▸ TASK OBJECTIVE
Beginning at the line that includes "of the wooden", return each line exactly through the end of the listing, and no line before it.

*** Opening of DATA EXCERPTS ***

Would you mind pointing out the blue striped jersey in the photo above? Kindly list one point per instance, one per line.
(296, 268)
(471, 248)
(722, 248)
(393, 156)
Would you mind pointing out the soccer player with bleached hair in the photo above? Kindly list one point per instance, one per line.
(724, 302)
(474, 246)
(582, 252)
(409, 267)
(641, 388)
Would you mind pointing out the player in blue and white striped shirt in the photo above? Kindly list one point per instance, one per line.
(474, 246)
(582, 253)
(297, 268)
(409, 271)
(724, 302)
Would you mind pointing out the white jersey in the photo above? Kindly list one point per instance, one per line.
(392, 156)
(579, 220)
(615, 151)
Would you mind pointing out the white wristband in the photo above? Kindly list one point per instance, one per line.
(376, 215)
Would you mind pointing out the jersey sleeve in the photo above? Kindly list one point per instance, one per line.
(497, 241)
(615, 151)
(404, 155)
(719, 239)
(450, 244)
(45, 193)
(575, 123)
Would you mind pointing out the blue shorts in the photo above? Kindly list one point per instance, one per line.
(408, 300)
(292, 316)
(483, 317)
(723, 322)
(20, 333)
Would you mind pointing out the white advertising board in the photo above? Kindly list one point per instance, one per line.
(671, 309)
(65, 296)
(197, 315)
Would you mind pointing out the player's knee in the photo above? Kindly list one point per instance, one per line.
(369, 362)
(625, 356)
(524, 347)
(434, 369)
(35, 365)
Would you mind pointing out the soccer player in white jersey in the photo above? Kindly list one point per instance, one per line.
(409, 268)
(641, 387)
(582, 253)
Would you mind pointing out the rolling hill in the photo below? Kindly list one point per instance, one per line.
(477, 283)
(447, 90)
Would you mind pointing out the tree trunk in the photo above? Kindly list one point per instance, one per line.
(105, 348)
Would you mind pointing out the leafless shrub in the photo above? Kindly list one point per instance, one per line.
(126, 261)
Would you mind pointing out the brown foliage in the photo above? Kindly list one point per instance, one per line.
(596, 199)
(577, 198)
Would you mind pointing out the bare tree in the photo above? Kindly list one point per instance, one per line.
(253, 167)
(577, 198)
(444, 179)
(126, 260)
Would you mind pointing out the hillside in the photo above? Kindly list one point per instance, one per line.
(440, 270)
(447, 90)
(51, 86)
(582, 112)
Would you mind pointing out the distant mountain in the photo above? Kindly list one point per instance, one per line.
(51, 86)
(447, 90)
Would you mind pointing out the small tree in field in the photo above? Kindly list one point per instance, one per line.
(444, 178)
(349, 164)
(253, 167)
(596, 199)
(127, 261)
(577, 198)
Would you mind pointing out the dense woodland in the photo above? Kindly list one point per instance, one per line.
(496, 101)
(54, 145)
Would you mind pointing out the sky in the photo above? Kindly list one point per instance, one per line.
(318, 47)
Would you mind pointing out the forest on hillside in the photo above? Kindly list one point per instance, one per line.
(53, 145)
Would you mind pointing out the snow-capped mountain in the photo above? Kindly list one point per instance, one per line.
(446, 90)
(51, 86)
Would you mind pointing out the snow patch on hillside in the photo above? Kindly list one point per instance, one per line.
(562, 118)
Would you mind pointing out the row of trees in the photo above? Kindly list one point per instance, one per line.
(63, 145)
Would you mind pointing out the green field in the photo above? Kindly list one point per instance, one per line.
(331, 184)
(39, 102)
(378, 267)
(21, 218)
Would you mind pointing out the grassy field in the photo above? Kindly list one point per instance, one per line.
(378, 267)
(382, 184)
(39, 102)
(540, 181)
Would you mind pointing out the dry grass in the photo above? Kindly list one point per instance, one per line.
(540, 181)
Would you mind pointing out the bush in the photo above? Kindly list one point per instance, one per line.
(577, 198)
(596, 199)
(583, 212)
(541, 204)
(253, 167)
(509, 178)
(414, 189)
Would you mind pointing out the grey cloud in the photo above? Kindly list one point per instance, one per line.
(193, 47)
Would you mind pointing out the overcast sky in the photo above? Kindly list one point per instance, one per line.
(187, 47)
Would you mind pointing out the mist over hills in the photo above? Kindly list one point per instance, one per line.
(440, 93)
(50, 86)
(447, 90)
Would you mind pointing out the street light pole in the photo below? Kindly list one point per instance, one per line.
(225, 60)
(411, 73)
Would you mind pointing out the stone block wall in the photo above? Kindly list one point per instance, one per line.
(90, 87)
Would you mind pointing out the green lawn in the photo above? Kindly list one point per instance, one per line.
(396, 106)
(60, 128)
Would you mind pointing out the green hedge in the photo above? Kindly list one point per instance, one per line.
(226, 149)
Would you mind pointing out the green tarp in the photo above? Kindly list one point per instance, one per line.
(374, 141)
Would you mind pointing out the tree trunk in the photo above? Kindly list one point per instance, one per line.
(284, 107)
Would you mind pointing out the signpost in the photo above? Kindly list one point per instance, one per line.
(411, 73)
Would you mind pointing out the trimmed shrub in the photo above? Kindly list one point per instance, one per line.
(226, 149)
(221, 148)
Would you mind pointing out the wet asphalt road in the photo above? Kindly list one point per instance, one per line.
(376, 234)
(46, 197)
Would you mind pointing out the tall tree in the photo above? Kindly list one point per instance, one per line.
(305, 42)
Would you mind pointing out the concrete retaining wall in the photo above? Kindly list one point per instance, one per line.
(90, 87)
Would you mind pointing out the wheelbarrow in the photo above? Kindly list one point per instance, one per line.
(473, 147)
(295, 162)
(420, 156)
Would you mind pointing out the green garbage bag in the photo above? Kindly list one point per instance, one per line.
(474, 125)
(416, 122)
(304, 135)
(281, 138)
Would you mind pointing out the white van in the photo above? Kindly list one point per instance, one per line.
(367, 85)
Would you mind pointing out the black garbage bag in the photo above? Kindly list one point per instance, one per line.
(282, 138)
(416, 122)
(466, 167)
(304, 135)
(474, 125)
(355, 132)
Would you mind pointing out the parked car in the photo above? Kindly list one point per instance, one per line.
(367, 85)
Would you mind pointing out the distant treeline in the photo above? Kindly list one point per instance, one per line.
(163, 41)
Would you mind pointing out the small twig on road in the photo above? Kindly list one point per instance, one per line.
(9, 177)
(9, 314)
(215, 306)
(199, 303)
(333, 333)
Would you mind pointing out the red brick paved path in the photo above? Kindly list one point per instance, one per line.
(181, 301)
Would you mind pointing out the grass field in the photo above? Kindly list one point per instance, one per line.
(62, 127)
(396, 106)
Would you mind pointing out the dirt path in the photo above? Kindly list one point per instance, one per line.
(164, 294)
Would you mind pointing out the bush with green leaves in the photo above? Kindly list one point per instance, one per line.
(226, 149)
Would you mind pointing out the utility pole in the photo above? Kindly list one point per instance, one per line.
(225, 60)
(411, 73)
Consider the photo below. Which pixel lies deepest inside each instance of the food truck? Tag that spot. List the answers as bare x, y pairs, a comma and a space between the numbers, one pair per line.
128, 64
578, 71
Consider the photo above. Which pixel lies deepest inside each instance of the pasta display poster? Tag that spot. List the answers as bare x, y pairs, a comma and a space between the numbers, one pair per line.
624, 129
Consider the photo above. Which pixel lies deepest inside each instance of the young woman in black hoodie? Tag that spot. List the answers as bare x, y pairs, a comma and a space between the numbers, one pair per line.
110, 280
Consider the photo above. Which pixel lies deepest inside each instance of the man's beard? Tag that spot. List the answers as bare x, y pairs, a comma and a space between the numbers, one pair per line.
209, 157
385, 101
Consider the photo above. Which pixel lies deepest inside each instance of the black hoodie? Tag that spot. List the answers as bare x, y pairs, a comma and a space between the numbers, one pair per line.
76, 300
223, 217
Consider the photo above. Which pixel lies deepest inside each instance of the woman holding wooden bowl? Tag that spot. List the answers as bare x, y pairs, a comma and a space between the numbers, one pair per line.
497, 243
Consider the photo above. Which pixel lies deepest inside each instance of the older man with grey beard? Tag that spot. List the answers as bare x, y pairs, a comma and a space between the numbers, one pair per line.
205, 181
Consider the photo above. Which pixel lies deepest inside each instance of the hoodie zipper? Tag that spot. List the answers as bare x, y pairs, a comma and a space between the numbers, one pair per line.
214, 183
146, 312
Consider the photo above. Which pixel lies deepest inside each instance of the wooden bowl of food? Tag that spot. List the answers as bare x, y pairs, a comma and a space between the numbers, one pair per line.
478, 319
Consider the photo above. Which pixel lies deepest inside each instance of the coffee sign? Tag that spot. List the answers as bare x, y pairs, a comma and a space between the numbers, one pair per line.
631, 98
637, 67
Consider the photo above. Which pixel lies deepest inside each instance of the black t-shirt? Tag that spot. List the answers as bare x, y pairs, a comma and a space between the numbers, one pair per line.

*** Close of DATA EXCERPTS ***

▸ TASK ANSWER
Consider the photo above. Which pixel lies deepest inside each instance of the wooden bowl of food? Tag that spot. List the answers as bare x, y pairs, a comma and a space between the numbers, one pair per line.
478, 319
Consider the photo above. Which pixel lies deepest inside each instance of the coffee sign? Tag that spot. List the answers as bare x, y pairs, a comma and a space between the numbers, one pair per line.
631, 98
637, 67
Consider the photo above. Which pixel lies deepest inside each instance of the black t-shirt? Tag that spot. List the answers as bare x, y pairs, a comma and a space between the numbers, one pair per line.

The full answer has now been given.